## Start WORKING DATA
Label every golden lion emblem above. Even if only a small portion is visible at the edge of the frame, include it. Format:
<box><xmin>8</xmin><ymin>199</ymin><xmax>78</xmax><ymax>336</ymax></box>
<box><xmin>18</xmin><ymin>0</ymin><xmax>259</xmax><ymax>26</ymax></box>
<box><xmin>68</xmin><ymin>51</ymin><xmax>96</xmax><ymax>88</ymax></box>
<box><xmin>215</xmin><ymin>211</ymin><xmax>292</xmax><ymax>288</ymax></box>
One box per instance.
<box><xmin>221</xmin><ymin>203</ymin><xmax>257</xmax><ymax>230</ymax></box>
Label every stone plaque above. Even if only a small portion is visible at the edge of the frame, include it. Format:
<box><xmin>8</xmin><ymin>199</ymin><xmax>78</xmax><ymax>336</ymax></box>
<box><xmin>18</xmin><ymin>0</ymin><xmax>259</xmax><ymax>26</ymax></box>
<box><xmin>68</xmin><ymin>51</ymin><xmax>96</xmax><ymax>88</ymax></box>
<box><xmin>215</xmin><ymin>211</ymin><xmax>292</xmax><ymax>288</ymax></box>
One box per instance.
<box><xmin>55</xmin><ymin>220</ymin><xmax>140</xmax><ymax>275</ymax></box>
## End WORKING DATA
[WORK REQUIRED]:
Tally the lines in the entries above that contain the word "visible", and reply with the number alone.

[SOLUTION FOR THIS PROBLEM]:
2